(Collected data entries)
----------

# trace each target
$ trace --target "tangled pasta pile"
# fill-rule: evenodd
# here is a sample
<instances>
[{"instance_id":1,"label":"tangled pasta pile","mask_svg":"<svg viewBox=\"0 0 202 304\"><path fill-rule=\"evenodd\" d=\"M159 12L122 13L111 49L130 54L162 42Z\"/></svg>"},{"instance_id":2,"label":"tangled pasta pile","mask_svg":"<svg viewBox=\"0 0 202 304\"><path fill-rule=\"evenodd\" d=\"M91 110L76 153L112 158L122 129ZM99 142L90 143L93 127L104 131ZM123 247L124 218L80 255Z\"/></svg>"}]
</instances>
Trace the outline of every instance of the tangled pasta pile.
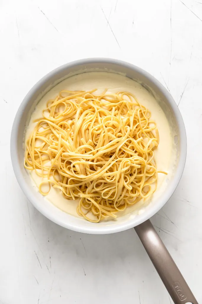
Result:
<instances>
[{"instance_id":1,"label":"tangled pasta pile","mask_svg":"<svg viewBox=\"0 0 202 304\"><path fill-rule=\"evenodd\" d=\"M151 112L135 96L96 91L62 91L48 101L26 143L24 164L44 178L42 194L45 184L79 199L78 213L94 223L152 194L159 142Z\"/></svg>"}]
</instances>

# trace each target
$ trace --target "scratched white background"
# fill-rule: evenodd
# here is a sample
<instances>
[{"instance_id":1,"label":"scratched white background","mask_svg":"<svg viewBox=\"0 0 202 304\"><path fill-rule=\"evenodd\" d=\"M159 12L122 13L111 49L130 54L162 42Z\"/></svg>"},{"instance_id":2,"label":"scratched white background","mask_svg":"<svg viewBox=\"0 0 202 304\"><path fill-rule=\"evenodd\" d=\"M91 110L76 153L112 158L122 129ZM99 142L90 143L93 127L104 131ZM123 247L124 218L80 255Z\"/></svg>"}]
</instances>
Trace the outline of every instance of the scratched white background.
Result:
<instances>
[{"instance_id":1,"label":"scratched white background","mask_svg":"<svg viewBox=\"0 0 202 304\"><path fill-rule=\"evenodd\" d=\"M185 169L152 221L202 302L202 2L1 0L0 22L0 303L172 303L134 230L96 236L61 227L28 202L14 176L10 133L25 95L57 67L96 57L141 67L179 105Z\"/></svg>"}]
</instances>

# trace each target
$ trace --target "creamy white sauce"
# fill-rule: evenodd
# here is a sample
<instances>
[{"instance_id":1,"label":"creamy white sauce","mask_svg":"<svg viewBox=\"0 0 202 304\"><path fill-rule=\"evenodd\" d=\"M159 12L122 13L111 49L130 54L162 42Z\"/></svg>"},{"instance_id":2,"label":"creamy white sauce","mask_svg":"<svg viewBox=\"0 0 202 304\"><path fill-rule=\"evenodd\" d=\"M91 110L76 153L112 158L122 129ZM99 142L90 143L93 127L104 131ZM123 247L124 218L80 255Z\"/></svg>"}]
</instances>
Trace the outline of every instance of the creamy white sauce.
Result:
<instances>
[{"instance_id":1,"label":"creamy white sauce","mask_svg":"<svg viewBox=\"0 0 202 304\"><path fill-rule=\"evenodd\" d=\"M151 198L146 201L142 200L128 207L123 212L117 214L119 216L132 212L131 216L133 217L144 212L145 206L151 199L158 196L165 189L167 182L171 176L171 163L174 161L174 156L175 154L173 150L173 136L171 136L169 123L164 113L154 98L140 84L124 76L105 72L83 73L68 78L50 90L37 105L27 126L25 140L26 141L34 129L35 123L33 121L42 117L42 111L46 108L47 101L55 99L61 91L87 91L95 88L98 90L95 93L96 94L101 93L106 88L112 93L124 91L133 94L140 103L151 111L151 119L157 124L159 135L159 143L157 148L154 151L154 157L158 171L165 171L168 174L167 175L161 173L158 174L157 188ZM35 186L36 185L36 188L37 190L42 179L34 171L31 171L30 174L33 184ZM45 197L45 199L48 199L65 212L79 216L77 212L78 201L65 199L59 189L51 187L48 194Z\"/></svg>"}]
</instances>

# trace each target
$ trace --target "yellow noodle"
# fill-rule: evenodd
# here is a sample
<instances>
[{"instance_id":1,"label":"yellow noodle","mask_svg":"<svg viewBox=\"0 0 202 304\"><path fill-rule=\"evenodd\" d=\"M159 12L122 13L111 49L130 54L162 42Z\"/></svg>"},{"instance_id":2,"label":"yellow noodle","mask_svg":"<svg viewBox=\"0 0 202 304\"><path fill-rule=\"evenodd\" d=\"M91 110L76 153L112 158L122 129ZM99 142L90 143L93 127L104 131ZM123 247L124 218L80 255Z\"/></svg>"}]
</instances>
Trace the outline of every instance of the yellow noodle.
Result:
<instances>
[{"instance_id":1,"label":"yellow noodle","mask_svg":"<svg viewBox=\"0 0 202 304\"><path fill-rule=\"evenodd\" d=\"M78 214L94 223L148 197L157 173L165 173L157 171L158 133L149 111L128 92L96 90L63 90L48 101L26 143L24 164L45 178L42 194L48 184L67 199L80 199Z\"/></svg>"}]
</instances>

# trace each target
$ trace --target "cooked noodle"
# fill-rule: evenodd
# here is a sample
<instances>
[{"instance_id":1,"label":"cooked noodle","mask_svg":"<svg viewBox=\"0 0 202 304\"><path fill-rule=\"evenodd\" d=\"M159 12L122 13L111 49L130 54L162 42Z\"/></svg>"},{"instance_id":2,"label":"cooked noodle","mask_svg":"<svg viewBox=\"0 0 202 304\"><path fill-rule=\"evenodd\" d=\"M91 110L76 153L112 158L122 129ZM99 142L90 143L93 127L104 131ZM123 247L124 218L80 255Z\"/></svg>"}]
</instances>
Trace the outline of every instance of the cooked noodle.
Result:
<instances>
[{"instance_id":1,"label":"cooked noodle","mask_svg":"<svg viewBox=\"0 0 202 304\"><path fill-rule=\"evenodd\" d=\"M24 164L43 178L42 194L48 185L80 199L78 213L94 223L154 193L159 142L151 112L135 96L96 91L62 91L48 101L27 142Z\"/></svg>"}]
</instances>

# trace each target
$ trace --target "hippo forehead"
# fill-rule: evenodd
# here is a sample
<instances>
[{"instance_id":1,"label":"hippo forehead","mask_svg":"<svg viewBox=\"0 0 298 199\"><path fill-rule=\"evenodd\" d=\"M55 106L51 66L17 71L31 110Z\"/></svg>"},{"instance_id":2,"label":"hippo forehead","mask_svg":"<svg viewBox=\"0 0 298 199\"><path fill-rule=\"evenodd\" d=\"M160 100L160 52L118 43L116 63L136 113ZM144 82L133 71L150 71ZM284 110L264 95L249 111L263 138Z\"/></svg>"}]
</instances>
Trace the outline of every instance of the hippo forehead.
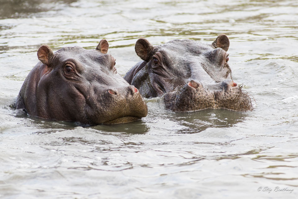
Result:
<instances>
[{"instance_id":1,"label":"hippo forehead","mask_svg":"<svg viewBox=\"0 0 298 199\"><path fill-rule=\"evenodd\" d=\"M81 79L85 81L106 85L126 85L127 83L120 75L111 70L115 60L109 54L74 46L57 51L53 62L56 70L59 70L68 62L74 63Z\"/></svg>"},{"instance_id":2,"label":"hippo forehead","mask_svg":"<svg viewBox=\"0 0 298 199\"><path fill-rule=\"evenodd\" d=\"M110 54L103 54L95 49L87 50L80 47L74 46L63 48L55 53L56 59L61 62L73 59L77 62L85 63L86 65L92 67L94 62L106 65L110 63L111 58ZM88 64L88 63L92 64Z\"/></svg>"},{"instance_id":3,"label":"hippo forehead","mask_svg":"<svg viewBox=\"0 0 298 199\"><path fill-rule=\"evenodd\" d=\"M212 45L202 44L190 39L174 39L156 47L155 53L162 52L164 54L171 58L187 55L204 55L206 52L215 48Z\"/></svg>"}]
</instances>

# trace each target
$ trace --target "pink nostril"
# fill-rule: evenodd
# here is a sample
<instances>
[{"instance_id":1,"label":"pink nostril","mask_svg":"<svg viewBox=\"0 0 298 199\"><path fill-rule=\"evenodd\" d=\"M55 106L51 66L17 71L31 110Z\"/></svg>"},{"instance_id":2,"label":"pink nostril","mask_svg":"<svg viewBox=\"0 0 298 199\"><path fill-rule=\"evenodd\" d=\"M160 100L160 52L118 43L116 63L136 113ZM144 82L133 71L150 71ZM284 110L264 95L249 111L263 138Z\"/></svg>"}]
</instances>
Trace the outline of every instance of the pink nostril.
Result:
<instances>
[{"instance_id":1,"label":"pink nostril","mask_svg":"<svg viewBox=\"0 0 298 199\"><path fill-rule=\"evenodd\" d=\"M111 94L112 95L117 95L118 93L118 91L117 90L109 89L108 91L110 94Z\"/></svg>"},{"instance_id":2,"label":"pink nostril","mask_svg":"<svg viewBox=\"0 0 298 199\"><path fill-rule=\"evenodd\" d=\"M190 86L191 86L192 87L196 89L199 87L199 85L198 84L198 83L192 80L189 82L187 83L187 84Z\"/></svg>"}]
</instances>

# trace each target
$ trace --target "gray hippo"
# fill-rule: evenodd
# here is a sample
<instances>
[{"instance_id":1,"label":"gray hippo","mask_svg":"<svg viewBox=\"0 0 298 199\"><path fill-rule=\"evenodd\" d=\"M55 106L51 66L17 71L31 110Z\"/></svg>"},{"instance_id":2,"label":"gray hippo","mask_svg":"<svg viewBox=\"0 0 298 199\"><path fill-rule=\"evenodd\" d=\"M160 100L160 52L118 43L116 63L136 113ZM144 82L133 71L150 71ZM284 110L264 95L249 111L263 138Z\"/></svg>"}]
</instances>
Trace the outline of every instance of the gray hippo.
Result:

----------

**The task**
Identify each line in the records above that contains the string "hippo" and copy those lines in full. Uppercase and lowercase count as different.

**Solution**
$ trace --target "hippo forehead"
[{"instance_id":1,"label":"hippo forehead","mask_svg":"<svg viewBox=\"0 0 298 199\"><path fill-rule=\"evenodd\" d=\"M55 106L51 66L17 71L31 110Z\"/></svg>"},{"instance_id":2,"label":"hippo forehead","mask_svg":"<svg viewBox=\"0 0 298 199\"><path fill-rule=\"evenodd\" d=\"M160 100L160 52L118 43L116 63L136 113ZM144 82L133 71L150 71ZM284 110L264 95L249 111L263 138Z\"/></svg>"}]
Trace the outline of every instance of the hippo forehead.
[{"instance_id":1,"label":"hippo forehead","mask_svg":"<svg viewBox=\"0 0 298 199\"><path fill-rule=\"evenodd\" d=\"M81 79L85 81L106 85L126 85L127 83L120 75L111 70L115 60L109 54L74 46L57 51L53 62L56 70L59 70L68 62L74 63Z\"/></svg>"},{"instance_id":2,"label":"hippo forehead","mask_svg":"<svg viewBox=\"0 0 298 199\"><path fill-rule=\"evenodd\" d=\"M110 54L103 54L95 49L87 50L80 47L74 46L63 48L55 53L56 59L61 62L73 59L77 62L85 63L86 65L92 67L94 62L106 65L110 63L111 58ZM88 64L88 63L92 64Z\"/></svg>"},{"instance_id":3,"label":"hippo forehead","mask_svg":"<svg viewBox=\"0 0 298 199\"><path fill-rule=\"evenodd\" d=\"M212 45L202 44L190 39L174 39L156 47L155 53L162 52L164 54L171 58L187 55L204 55L206 52L215 48Z\"/></svg>"}]
$ trace --target "gray hippo"
[{"instance_id":1,"label":"gray hippo","mask_svg":"<svg viewBox=\"0 0 298 199\"><path fill-rule=\"evenodd\" d=\"M55 106L51 66L17 71L31 110Z\"/></svg>"},{"instance_id":2,"label":"gray hippo","mask_svg":"<svg viewBox=\"0 0 298 199\"><path fill-rule=\"evenodd\" d=\"M160 100L160 52L118 43L116 63L136 113ZM144 82L133 71L150 71ZM284 110L264 95L249 111L263 138Z\"/></svg>"}]
Trace the outline of every instance of the gray hippo.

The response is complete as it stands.